# To-do list
A: Answer these questions from the Deep workflow description, one answer per line, marked to match:
(i) Which CCDs are listed for exclusion in the sample config section?
(ii) Which directories does the workflow write to?
(iii) How many steps does running a KBMOD search take?
B: Summarize the Deep workflow description in two sentences.
C: Transcribe the Deep workflow description from "Implements the DEEP" to "in a directory.".

Deep workflow #48

DinoBektesevic · 2024-11-26T18:54:04Z

Implements the DEEP Workflow used to analyze the single ccd single night search, but can be used to run on any set of image collections in a directory.

Additional log parsing and visualization functionality is provided.

Solution Description

Workflow

Running the Workflow is a multi-step process which includes additional preparation and cleanup work that executes at the
submit location:

Run prep
- Load runtime config
- find all files in staging_directory that match ic_filename_pattern
- filter out unwanted files based on the name
Run KBMOD Search
Summarize the workflow execution
- Parse logs, create a list of failed and successful logs
- Create a workflow Gantt chart

The config section that gives the directory, pattern and exclusion can look like:

[workflow]
staging_directory = "collections"
ic_filename_pattern = "*collection"
skip_ccds = ["002", "031", "061"]

The workflow writes to logs, resampled_wus, results and plots directories. There are two additional smaller workflows added - the one that just runs step2 and one that just runs postscript. These are mostly good for testing and short-cutting the entire workflow for debugging purposes.

Running a KBMOD search is a 3 step process:

step 1 (executed on CPUs)

# Information provided
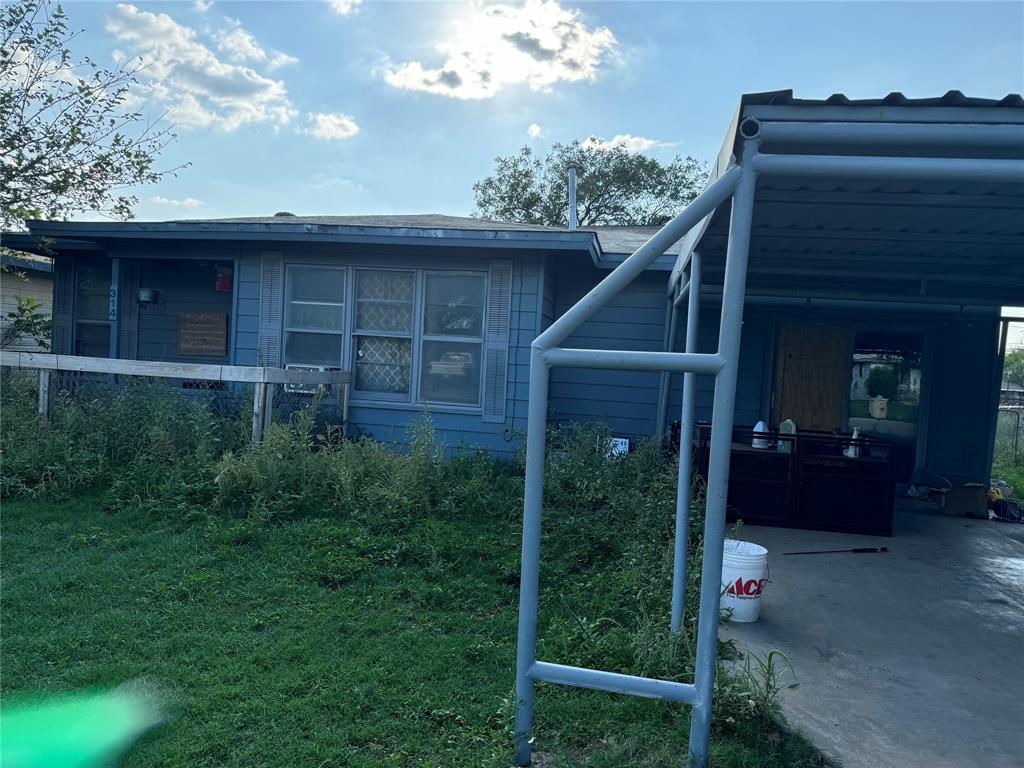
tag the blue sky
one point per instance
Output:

==

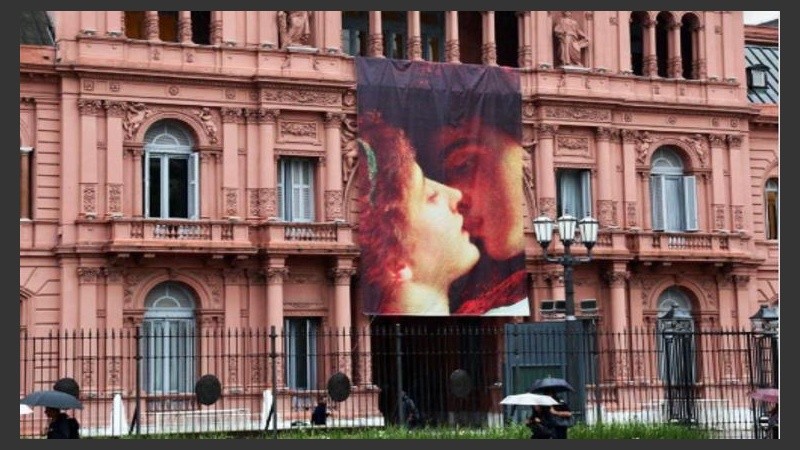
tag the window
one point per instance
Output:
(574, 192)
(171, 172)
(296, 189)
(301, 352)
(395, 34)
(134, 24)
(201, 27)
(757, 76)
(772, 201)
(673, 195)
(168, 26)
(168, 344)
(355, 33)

--

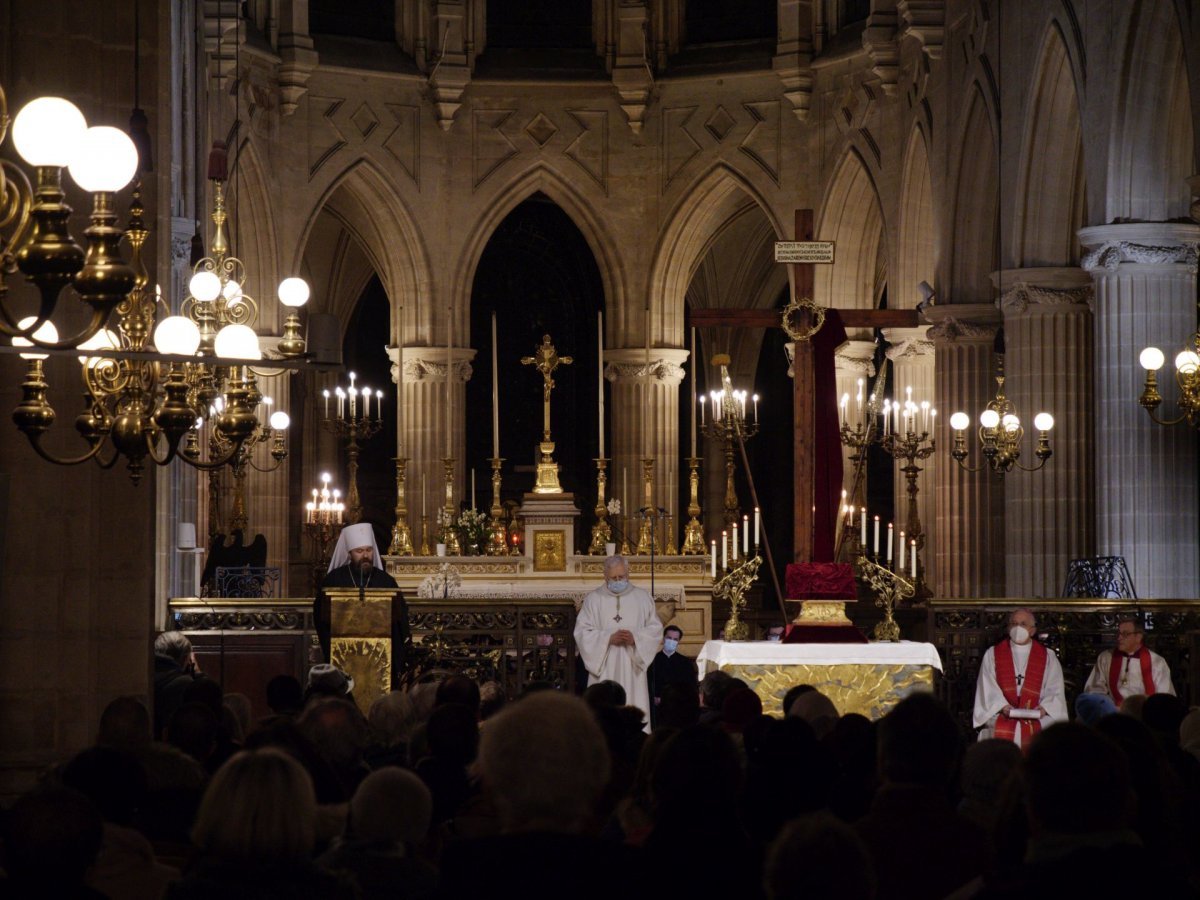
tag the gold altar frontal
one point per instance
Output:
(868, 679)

# Final answers
A:
(i) "002", "031" and "061"
(ii) logs, resampled_wus, results and plots
(iii) 3

B: The workflow implements the DEEP Workflow for the single ccd single night search, but it can run on any set of image collections in a directory, and it adds log parsing and visualization. A run loads the runtime config, finds and filters matching files in the staging directory, runs the KBMOD search, and then summarizes execution by parsing logs and creating a Gantt chart, with two smaller workflows for step2 and postscript provided mainly for testing and debugging.

C:
Implements the DEEP Workflow used to analyze the single ccd single night search, but can be used to run on any set of image collections in a directory.